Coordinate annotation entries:
☆ ☆ ☆ ☆
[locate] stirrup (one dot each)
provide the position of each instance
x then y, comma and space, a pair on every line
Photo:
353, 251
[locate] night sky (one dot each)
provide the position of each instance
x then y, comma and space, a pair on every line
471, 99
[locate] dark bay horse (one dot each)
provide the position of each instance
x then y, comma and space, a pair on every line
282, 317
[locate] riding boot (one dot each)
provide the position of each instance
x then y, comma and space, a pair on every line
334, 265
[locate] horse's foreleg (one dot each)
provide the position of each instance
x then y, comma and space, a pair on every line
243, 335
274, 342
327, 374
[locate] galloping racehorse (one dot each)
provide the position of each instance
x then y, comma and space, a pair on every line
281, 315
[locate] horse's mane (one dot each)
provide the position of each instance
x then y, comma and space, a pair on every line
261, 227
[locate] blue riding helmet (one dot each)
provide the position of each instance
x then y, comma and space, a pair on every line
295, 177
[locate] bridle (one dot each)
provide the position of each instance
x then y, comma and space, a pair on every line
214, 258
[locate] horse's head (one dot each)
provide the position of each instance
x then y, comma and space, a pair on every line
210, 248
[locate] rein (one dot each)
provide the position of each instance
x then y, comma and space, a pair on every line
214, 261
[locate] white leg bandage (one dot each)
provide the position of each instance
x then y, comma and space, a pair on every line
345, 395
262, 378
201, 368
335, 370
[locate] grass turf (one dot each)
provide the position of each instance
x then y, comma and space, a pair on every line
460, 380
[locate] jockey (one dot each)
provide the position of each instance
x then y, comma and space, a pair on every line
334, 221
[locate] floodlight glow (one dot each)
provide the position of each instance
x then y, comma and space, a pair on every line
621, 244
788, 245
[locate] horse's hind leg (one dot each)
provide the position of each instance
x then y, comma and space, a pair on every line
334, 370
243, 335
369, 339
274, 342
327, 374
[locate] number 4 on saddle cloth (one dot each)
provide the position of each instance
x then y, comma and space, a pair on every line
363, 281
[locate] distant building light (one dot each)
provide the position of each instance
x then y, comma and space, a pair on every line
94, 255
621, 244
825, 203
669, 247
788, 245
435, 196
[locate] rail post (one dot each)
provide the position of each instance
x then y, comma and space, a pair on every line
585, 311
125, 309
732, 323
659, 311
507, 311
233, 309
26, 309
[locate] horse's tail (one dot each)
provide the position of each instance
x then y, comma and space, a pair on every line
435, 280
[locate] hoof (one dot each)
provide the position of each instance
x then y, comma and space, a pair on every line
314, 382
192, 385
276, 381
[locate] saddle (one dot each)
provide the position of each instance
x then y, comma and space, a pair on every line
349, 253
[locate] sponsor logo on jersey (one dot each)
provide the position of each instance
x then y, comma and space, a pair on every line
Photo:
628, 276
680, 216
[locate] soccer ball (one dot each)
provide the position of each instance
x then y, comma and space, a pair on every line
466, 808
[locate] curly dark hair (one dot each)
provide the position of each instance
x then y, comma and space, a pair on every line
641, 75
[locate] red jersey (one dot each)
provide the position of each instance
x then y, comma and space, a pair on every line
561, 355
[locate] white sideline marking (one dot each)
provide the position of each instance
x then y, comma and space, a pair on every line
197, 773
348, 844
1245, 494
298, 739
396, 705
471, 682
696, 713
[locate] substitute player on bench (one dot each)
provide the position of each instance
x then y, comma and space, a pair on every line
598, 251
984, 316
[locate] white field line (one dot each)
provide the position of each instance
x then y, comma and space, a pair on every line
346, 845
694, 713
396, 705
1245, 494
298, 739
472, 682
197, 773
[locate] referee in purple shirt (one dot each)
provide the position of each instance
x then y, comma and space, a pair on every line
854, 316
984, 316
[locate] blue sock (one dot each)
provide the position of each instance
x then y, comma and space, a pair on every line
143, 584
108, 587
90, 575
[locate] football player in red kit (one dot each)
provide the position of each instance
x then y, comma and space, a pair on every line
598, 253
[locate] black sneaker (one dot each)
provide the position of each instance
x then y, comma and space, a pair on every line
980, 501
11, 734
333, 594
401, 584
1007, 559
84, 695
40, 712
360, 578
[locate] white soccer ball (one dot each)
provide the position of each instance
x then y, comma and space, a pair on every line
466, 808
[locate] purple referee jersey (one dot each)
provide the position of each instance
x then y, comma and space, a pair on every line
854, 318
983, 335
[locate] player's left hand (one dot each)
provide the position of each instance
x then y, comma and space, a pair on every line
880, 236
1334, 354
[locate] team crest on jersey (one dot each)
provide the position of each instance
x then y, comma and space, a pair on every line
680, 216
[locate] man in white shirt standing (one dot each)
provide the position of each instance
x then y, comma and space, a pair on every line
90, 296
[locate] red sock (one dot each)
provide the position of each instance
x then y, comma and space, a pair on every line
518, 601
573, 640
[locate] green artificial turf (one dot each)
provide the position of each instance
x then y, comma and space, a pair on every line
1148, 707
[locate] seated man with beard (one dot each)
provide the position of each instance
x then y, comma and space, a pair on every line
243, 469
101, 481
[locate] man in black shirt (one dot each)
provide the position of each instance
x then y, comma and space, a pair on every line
☆ ☆ ☆ ☆
Request: Rewrite the entire listing, substituting "one point each" for every "one dot each" and leaving all else untouched.

Full answer:
[locate] stirrup (one point each)
provide the position of each instance
x then y, comma and space, a pair on every line
Photo:
353, 251
[locate] night sky (one point each)
provide the position of each instance
x then y, comma and space, a pair on every line
471, 99
[locate] dark bay horse (one point each)
provide the position of each instance
x then y, comma and space, a pair on every line
282, 317
[locate] riding boot (one point each)
provide the position of each instance
x then y, comma and space, a pair on every line
334, 265
[locate] horse's foreleg (one point each)
provide the position of each instance
x then y, comma and space, a pair on every line
243, 335
274, 342
327, 374
[locate] galloping racehorse (one point each)
provide the position of each instance
x then y, comma and space, a pair on every line
281, 315
[locate] horse's mane (one point each)
provide the position of each instance
x then y, comma and space, a pair on every line
261, 227
[locate] blue riding helmet (one point each)
provide the position of each instance
x then y, comma and space, a pair on every line
295, 177
[locate] bridle (one point each)
provide the position of each instance
x then y, comma and space, a pair on every line
214, 258
[locate] horse's head (one point each)
provide the position of each instance
x then y, comma and space, a pair on every line
210, 248
[locate] rein (one point each)
provide the position of each instance
x then y, comma and space, a pair on every line
214, 261
[locate] white leg bandage (one point each)
provide the position of each instance
x then y, comma and space, a pair on every line
345, 395
262, 378
201, 368
335, 370
[locate] grass turf (one point each)
provide the position of each instance
x then y, comma and space, a pair on every line
460, 380
[locate] jockey (one point each)
provide the position of each instance
x then y, comma and space, a pair on every line
334, 221
[locate] floodlight glow (one point each)
provide the position of each instance
x then y, comma and space, a pair on every line
621, 244
788, 245
[locate] horse's hind leg (one point each)
provide the position of each instance
x then y, comma and space, a pair on every line
334, 370
243, 335
369, 339
274, 342
327, 374
[locate] number 4 on saddle cloth (one point each)
provide the position of each instance
x then y, comma and space, a pair on every line
363, 281
[locate] distant building light (one point each)
provide the position of each instance
x then y, comma and space, a pair on every line
94, 255
621, 244
825, 203
669, 247
788, 245
435, 196
[locate] rail post (one point each)
provide the position of each instance
x then y, comma and space, a pair on every line
585, 311
125, 309
732, 323
659, 311
507, 311
233, 309
26, 309
[locate] horse's tail (one point each)
provide the position of each instance
x then y, comma and space, a pair on every line
435, 280
[locate] hoof (one point each)
provide the position of each instance
x then y, comma and space, a pair on every line
314, 382
192, 385
276, 381
[locate] saddle (one point each)
provide the position of each instance
x then y, comma and space, a pair on every line
349, 253
[locate] sponsor logo on jersey (one point each)
provide the position of each instance
x then y, comma and space, a pair on every line
Photo:
628, 276
680, 216
[locate] soccer ball (one point each)
provide the position of each instance
x then y, comma and space, a pair on every line
466, 808
[locate] curly dark hair (one point each)
provide the position of each instance
x then y, comma and space, a pair on every line
641, 75
[locate] red jersey (one point each)
provide the position of each instance
x then y, comma and space, a pair on every line
561, 355
[locate] white sideline marking (one point each)
provide the position of each instance
x then y, comma and space, a pair on every line
197, 773
348, 844
1245, 494
298, 739
396, 705
471, 682
696, 713
[locate] substitute player on bench (one point each)
provide the position of each instance
x then y, comma and space, a pair on every line
598, 251
984, 316
[locate] white field line (one point each)
provide the position of each instance
x then y, comma and space, a pair on every line
346, 845
694, 713
396, 705
1245, 494
298, 739
472, 682
197, 773
[locate] referee in purple shirt (one point each)
provide the position of each instance
x then y, comma and space, a pair on every line
854, 316
984, 316
[locate] blue sock (one point each)
provide the position of each instance
x then y, comma and space, a pair on every line
143, 584
108, 587
90, 575
[locate] football player in red kit (one point each)
provide the position of each instance
x then y, comma and space, a pair on every line
598, 253
[locate] black sneaker (one point each)
provide the position of each instance
x then y, comma and space, a pair on every line
980, 501
11, 734
333, 594
401, 584
1007, 559
84, 695
40, 712
360, 578
[locate] white soccer ball (one point each)
provide the position of each instance
x then y, comma and space, a pair on every line
466, 808
[locate] purple referee jersey (one point each)
provide the position of each instance
x then y, comma and space, a pair on every line
854, 318
983, 335
[locate] player's left hand (one point each)
provide the position of each instance
x then y, comma and space, a pair on every line
880, 236
1334, 354
[locate] team crest on jersey (one point each)
provide the position of each instance
x then y, comma and space, a pair on every line
680, 216
[locate] man in white shirt standing (one point each)
provide the position of each instance
x then y, comma and space, a pair on every line
90, 296
[locate] red sock (one point each)
provide the position of each instance
x then y, comma and space, a pair on every line
518, 601
573, 640
[locate] green artificial turf (one point each)
provide the position of each instance
x then y, comma and space, a pair on every line
1148, 707
[locate] seated man with beard (one point each)
provide the position of each instance
x then y, comma and space, a pair on every line
243, 469
101, 481
[locate] man in black shirt (one point each)
provide the position of each instance
x then y, comma and space, a pair on every line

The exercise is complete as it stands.